Object location annotation data

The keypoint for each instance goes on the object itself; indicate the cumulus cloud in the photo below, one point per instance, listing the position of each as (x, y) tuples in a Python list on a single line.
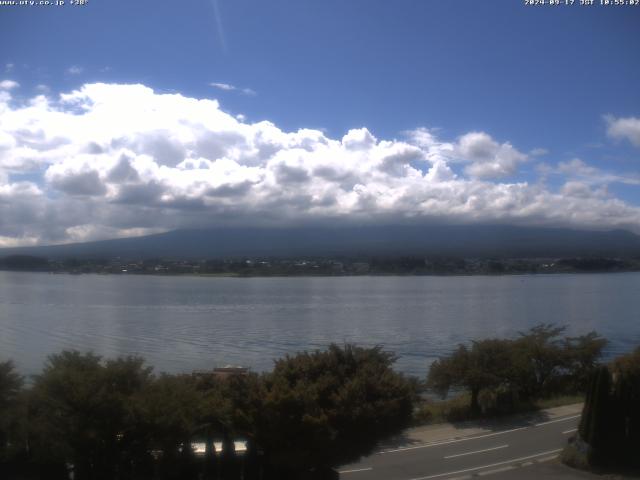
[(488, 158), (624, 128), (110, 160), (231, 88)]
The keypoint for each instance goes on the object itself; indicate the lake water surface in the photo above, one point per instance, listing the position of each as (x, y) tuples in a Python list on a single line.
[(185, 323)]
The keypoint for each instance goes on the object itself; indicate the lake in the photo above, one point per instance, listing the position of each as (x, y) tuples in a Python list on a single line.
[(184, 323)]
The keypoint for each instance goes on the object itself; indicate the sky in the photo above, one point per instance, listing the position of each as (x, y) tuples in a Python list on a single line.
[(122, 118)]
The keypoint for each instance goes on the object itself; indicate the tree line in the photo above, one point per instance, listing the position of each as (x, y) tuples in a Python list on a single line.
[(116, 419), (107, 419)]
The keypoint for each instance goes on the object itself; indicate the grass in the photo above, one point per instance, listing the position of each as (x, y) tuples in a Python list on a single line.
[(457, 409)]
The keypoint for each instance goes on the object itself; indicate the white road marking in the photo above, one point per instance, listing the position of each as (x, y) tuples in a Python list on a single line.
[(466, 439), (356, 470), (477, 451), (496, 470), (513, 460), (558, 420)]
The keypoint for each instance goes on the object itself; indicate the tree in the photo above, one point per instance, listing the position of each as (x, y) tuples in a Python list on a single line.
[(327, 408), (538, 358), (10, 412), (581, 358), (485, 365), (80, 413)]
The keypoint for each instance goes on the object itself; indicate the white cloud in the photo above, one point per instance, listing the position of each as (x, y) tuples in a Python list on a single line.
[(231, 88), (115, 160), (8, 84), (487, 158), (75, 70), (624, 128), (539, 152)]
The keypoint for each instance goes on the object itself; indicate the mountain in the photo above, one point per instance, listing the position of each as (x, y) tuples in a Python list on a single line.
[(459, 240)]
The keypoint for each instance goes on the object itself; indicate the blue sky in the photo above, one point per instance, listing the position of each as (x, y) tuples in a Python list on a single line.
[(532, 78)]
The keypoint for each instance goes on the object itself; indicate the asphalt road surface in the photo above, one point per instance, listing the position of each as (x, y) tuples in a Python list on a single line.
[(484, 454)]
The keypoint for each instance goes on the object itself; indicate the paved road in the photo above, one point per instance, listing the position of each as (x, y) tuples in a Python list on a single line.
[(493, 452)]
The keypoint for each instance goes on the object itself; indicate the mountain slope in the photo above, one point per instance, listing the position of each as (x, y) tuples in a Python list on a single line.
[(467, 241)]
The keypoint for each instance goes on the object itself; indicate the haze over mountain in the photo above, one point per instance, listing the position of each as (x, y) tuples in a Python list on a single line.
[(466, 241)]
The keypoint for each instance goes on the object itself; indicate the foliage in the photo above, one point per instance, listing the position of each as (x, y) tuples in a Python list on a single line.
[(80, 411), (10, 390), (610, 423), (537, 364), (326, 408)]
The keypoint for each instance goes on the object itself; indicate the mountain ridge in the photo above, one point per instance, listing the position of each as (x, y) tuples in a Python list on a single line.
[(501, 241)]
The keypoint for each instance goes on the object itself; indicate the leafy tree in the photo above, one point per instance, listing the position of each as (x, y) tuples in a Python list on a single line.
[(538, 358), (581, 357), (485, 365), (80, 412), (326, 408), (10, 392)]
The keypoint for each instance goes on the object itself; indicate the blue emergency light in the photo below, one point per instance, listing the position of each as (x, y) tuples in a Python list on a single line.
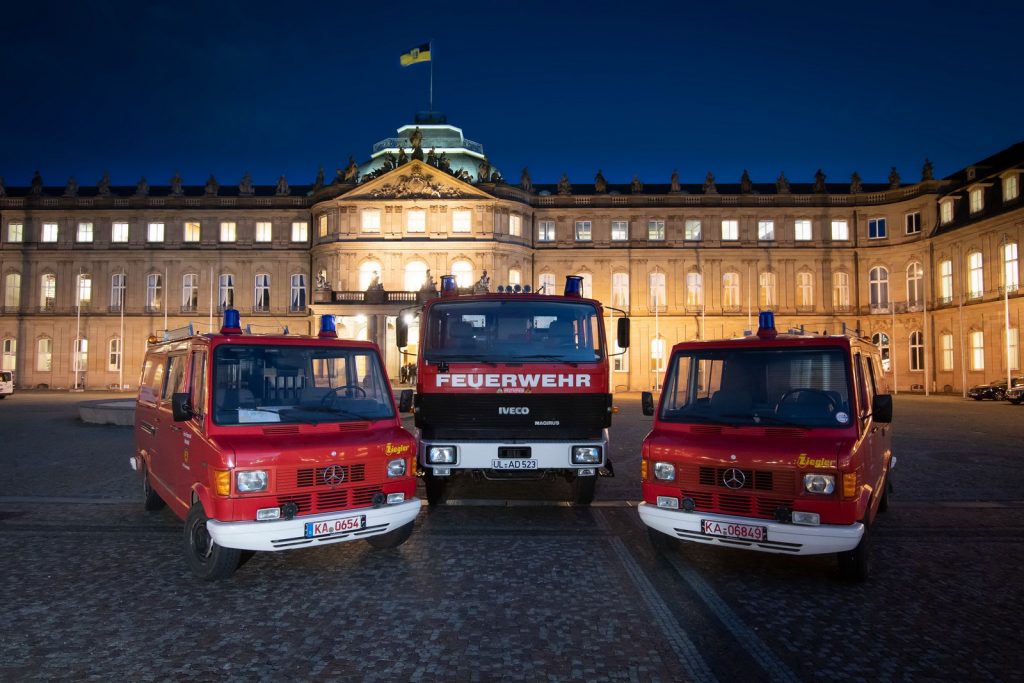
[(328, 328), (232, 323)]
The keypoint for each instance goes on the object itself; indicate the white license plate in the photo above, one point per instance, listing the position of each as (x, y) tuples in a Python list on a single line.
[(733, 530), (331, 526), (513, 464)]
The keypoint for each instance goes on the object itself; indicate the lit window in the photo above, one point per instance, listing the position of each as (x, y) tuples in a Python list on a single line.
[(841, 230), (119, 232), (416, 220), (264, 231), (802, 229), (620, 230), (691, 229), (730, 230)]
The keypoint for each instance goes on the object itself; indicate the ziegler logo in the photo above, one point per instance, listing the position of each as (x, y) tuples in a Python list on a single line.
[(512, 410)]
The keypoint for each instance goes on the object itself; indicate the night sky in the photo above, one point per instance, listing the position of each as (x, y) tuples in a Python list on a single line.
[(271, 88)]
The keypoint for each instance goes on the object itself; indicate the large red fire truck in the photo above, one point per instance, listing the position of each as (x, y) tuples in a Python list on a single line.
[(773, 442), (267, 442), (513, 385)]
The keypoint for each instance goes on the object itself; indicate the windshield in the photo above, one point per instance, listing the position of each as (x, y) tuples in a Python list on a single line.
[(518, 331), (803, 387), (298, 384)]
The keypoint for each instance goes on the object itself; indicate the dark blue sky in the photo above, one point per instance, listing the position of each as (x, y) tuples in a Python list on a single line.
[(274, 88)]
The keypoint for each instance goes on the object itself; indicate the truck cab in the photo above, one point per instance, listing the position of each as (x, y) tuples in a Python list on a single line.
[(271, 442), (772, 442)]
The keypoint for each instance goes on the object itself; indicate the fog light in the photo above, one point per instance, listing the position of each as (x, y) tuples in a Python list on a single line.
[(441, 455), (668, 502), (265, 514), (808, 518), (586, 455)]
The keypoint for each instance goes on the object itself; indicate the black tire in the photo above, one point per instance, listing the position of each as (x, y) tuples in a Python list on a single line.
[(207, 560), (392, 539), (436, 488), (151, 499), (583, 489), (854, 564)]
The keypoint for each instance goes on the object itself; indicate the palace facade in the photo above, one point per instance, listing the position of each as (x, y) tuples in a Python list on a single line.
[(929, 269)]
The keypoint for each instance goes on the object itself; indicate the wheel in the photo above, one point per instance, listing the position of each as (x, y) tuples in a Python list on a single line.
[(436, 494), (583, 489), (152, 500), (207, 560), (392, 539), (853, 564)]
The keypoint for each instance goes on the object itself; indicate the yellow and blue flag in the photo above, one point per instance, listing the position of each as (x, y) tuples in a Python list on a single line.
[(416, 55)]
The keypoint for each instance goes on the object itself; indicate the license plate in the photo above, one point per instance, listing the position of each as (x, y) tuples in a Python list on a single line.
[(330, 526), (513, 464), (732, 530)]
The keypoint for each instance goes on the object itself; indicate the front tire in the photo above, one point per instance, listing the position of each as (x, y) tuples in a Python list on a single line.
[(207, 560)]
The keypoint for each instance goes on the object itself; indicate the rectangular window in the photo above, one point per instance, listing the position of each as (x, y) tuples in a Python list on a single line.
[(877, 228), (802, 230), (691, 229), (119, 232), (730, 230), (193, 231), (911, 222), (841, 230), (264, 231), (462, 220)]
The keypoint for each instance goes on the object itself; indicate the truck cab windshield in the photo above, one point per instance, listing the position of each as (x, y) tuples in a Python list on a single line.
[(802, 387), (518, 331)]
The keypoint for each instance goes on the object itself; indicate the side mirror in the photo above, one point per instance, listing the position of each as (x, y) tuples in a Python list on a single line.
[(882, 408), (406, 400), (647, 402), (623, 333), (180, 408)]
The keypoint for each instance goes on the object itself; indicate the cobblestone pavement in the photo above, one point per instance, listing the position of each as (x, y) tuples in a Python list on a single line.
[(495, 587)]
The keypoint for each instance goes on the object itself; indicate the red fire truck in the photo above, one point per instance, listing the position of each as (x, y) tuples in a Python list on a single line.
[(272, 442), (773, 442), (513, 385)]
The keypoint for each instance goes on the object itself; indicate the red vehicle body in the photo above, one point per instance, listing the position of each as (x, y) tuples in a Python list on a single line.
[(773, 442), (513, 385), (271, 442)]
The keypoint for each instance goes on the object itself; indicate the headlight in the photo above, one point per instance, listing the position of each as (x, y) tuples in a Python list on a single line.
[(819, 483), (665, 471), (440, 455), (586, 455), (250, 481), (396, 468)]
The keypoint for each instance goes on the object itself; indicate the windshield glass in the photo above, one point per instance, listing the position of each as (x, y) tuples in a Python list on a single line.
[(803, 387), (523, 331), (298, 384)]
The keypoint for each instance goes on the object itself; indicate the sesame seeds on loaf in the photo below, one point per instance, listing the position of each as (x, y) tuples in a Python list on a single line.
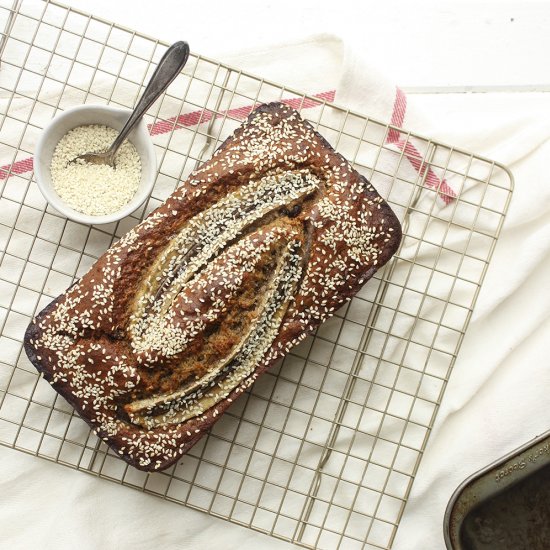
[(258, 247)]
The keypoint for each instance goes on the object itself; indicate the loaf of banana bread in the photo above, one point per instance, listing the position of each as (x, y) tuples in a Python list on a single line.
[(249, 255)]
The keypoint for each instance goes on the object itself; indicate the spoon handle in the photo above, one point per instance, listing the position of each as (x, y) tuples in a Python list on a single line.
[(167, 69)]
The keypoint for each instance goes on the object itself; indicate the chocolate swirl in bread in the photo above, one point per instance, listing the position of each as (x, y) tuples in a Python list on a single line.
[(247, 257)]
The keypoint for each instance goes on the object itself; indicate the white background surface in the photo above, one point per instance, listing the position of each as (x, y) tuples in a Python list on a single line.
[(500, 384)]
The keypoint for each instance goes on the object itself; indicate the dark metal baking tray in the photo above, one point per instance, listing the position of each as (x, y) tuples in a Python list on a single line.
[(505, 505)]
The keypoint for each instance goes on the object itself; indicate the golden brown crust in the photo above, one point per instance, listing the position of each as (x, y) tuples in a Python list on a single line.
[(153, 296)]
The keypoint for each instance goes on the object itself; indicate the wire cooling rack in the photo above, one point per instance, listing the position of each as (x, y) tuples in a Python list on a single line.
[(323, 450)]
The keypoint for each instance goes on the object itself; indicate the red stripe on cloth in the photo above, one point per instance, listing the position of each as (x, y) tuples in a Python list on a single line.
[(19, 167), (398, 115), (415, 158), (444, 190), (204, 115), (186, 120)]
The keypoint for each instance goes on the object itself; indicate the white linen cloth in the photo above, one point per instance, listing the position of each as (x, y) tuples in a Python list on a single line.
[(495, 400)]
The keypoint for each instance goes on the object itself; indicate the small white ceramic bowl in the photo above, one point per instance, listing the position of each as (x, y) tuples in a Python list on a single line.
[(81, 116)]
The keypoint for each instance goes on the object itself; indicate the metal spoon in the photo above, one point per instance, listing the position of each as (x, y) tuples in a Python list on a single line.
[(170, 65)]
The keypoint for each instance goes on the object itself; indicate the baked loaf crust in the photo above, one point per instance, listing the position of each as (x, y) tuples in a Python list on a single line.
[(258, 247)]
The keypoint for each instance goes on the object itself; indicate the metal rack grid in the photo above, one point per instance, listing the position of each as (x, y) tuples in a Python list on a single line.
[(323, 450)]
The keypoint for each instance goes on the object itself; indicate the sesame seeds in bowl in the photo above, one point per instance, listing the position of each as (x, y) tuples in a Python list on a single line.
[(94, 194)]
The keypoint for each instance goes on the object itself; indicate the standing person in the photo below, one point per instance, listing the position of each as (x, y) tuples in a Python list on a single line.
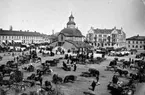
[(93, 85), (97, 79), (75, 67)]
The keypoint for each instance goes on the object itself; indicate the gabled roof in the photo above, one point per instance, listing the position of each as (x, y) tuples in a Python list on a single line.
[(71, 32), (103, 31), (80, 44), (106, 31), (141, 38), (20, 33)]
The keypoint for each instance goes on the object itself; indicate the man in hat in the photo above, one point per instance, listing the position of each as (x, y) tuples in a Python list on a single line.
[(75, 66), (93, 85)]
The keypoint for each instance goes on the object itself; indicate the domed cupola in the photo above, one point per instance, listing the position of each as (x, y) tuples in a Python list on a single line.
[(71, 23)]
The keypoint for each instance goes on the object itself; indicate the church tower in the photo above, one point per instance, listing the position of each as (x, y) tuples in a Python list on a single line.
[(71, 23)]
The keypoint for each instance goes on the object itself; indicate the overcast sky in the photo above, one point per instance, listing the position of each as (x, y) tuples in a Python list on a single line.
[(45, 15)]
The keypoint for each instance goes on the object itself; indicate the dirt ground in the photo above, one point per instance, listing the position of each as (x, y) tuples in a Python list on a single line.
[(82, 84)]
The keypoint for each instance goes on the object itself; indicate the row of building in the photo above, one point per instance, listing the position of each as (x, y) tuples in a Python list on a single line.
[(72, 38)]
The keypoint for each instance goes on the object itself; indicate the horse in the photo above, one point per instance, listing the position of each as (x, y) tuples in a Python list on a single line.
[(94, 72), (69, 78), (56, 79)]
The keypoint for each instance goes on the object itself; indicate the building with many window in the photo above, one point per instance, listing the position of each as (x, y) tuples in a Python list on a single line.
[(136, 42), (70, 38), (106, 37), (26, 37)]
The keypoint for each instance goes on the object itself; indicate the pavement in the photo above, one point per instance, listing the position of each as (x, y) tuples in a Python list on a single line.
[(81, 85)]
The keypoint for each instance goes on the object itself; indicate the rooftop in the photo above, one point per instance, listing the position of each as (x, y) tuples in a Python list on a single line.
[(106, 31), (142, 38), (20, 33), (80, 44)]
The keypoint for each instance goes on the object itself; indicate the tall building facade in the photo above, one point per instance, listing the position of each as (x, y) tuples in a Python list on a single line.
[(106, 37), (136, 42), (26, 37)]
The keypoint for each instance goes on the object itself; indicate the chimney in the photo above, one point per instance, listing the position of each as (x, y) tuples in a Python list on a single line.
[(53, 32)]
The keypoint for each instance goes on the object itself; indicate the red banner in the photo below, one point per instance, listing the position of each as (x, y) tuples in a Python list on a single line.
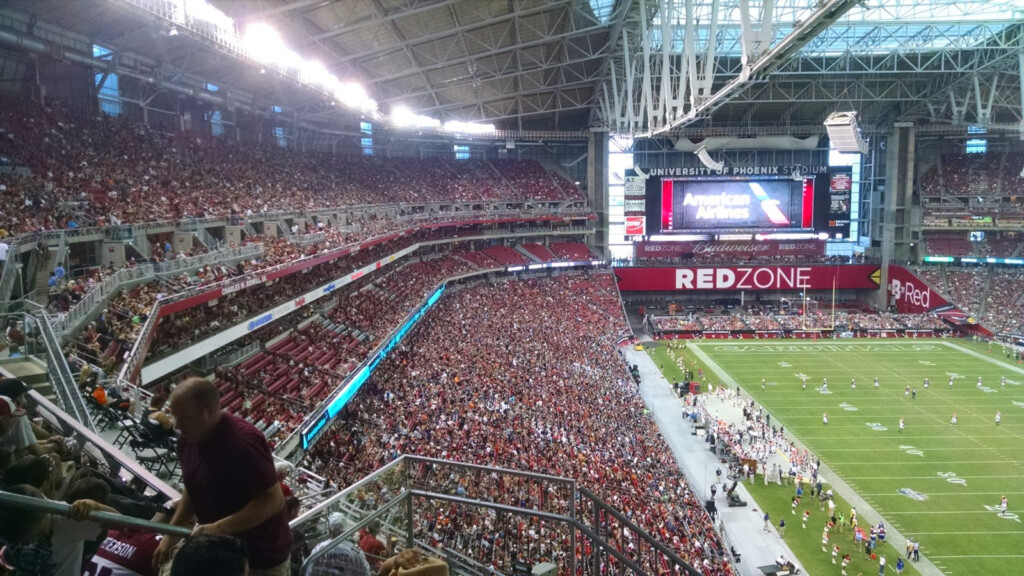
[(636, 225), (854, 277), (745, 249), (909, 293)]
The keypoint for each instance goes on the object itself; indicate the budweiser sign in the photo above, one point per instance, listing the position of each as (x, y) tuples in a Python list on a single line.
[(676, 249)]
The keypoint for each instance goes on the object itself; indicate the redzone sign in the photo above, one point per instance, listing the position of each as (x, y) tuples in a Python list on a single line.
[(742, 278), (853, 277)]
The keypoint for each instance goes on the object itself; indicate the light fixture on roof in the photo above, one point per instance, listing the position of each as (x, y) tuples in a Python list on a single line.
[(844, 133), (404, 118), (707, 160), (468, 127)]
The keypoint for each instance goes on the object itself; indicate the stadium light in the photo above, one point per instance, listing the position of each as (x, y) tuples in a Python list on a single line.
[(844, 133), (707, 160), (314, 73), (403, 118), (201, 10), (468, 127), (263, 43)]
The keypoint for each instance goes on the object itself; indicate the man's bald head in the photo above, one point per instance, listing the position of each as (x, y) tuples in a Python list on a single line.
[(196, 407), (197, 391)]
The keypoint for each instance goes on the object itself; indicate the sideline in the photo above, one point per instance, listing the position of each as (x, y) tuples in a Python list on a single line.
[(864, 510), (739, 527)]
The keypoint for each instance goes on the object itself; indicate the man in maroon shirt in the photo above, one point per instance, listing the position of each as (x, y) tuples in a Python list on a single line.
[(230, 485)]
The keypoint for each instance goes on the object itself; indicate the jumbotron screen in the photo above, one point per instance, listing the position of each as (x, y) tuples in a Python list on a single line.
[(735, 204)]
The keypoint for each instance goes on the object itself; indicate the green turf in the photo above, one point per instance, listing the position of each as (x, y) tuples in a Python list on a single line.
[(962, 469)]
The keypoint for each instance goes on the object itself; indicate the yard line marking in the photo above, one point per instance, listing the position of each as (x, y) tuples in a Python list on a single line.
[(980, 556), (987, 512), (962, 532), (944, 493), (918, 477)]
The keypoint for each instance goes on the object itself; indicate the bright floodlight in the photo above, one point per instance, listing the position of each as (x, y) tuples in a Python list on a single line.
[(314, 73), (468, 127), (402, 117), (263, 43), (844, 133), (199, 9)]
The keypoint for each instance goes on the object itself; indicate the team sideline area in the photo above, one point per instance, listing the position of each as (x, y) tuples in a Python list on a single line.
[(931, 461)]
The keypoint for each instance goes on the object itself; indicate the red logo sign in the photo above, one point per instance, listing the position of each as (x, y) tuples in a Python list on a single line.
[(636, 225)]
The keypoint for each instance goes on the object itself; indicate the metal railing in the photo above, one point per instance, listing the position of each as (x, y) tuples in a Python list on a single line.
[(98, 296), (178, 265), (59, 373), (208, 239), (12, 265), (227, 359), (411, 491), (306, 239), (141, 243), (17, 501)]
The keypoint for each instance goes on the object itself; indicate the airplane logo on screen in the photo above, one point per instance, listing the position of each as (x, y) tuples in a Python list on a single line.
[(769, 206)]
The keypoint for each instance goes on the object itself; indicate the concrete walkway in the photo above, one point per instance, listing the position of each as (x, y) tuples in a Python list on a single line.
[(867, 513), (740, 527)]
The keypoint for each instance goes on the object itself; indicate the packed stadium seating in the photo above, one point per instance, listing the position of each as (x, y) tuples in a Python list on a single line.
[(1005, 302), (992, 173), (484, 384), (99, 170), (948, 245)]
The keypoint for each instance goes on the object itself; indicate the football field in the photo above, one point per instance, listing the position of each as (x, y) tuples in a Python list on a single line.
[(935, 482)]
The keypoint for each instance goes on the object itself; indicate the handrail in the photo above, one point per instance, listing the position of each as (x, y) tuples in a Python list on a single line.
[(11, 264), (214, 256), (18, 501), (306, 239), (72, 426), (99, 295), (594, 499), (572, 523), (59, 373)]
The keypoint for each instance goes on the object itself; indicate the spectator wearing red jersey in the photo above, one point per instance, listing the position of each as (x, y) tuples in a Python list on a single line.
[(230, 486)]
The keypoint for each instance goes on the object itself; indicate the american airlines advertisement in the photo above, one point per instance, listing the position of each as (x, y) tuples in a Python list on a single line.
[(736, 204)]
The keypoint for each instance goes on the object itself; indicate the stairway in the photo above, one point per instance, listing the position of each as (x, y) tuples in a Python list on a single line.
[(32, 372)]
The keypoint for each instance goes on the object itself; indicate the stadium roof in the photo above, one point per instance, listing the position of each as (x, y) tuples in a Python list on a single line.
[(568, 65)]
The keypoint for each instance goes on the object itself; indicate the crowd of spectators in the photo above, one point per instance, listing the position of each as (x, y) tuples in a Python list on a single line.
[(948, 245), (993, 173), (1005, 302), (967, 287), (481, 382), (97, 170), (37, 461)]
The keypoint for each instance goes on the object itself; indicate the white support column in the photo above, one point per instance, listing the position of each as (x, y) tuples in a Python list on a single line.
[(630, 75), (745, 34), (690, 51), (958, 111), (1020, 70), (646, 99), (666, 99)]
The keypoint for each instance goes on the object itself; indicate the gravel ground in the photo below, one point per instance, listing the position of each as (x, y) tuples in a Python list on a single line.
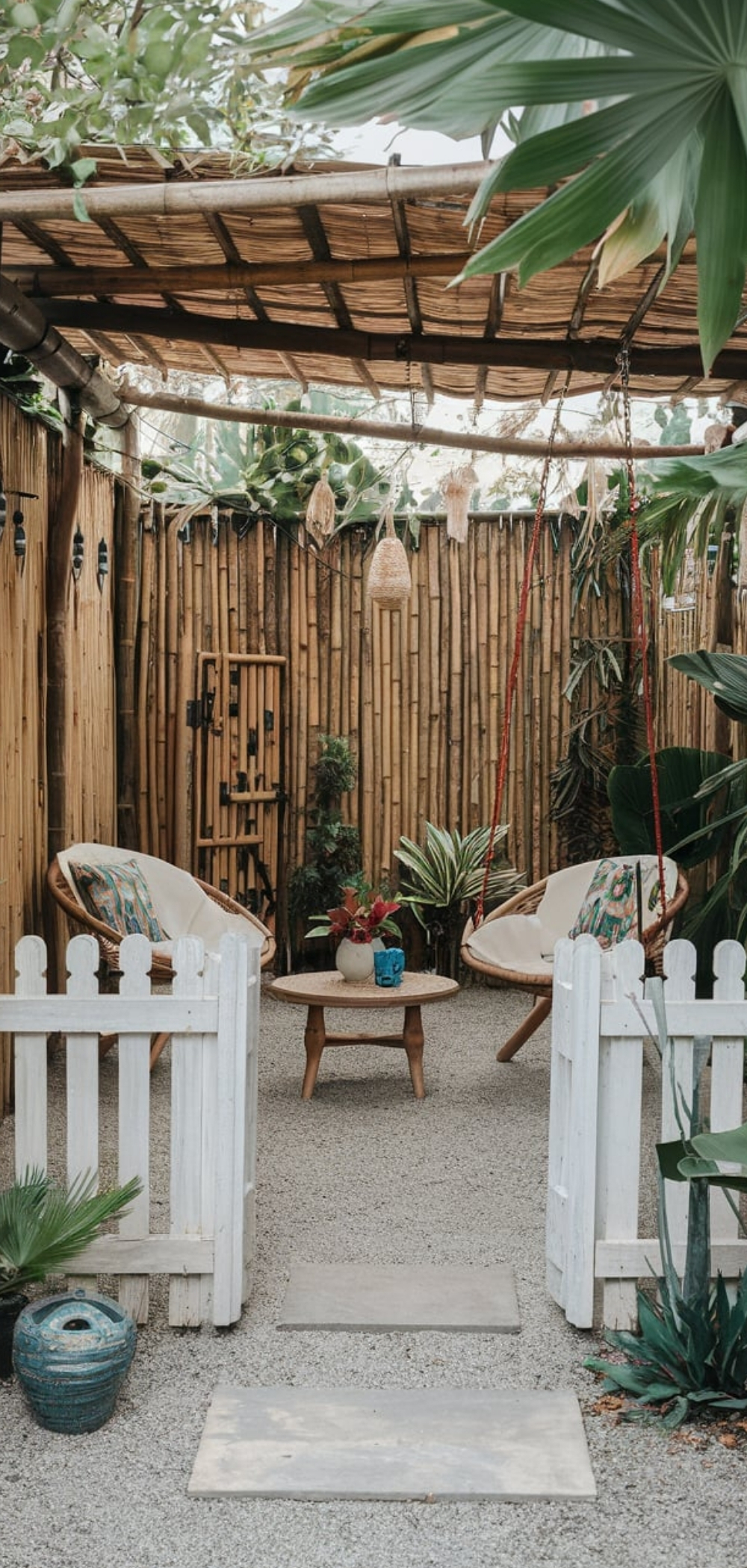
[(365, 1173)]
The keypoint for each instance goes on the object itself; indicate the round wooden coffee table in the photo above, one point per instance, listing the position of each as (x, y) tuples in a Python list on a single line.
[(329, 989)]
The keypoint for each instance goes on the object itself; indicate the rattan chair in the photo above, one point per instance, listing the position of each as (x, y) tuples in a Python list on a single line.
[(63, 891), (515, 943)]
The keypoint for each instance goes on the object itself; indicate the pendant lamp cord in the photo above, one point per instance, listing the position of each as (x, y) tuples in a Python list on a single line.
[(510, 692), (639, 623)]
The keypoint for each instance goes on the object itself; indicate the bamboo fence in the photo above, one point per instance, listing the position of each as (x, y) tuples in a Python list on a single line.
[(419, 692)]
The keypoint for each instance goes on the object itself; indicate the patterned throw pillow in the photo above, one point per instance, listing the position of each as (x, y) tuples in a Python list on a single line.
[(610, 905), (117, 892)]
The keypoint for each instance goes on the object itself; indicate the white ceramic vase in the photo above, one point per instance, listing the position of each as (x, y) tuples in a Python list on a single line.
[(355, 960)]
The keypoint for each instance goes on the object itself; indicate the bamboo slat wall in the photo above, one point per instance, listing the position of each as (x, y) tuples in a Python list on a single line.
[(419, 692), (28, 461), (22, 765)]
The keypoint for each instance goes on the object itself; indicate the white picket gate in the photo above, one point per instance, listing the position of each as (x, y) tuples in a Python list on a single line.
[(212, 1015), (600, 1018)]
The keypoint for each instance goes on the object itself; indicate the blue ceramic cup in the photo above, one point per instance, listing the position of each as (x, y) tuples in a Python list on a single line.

Exercise description
Copy the data from its beginning down to the line containing "460), (558, 420)]", with that final line included. Leave the pictures out of your copy.

Written solution
The keypoint for each instance goes on the object itself; indicate the cumulus cloud in the photo below, one point per instance, listing the position of each as (x, y) tuples in a Python list on a single line.
[(488, 158), (624, 128), (110, 160), (231, 88)]
The keypoint for each instance goes on the object itself; indicate the lake water surface in the photo above, one point per instance, listing the position of each as (x, y) tuples in a Python list on a single line.
[(185, 323)]
The keypoint for each instance goes on the object itself; indicate the lake in the photo above, one point per instance, listing the position of each as (x, y) tuples in a Python list on a single line.
[(184, 323)]
The keypoint for each instance goes on the object itself; indicate the sky in the photo above, one point per instance, listing the position of each as (x, y) tuples in a Python list on a single line.
[(122, 118)]
The keypoint for each instance goes on the object itself; indicate the tree line in the photo above, one point per instance, listing the position of each as (x, y) tuples in a Python list on a single line.
[(116, 419), (107, 419)]
The keypoint for each instance goes on the object itself; indicate the grass in the photo above, one point per instance, listing the position of each as (x, y) tuples in a Python list on a single line.
[(457, 409)]
The keypoint for each instance goes on the object itself; indicate the white road marking in the photo above, one point per instance, listing the position of each as (x, y) tuples in a Python list on a single line.
[(466, 439), (356, 470), (477, 451), (496, 470), (513, 460), (558, 420)]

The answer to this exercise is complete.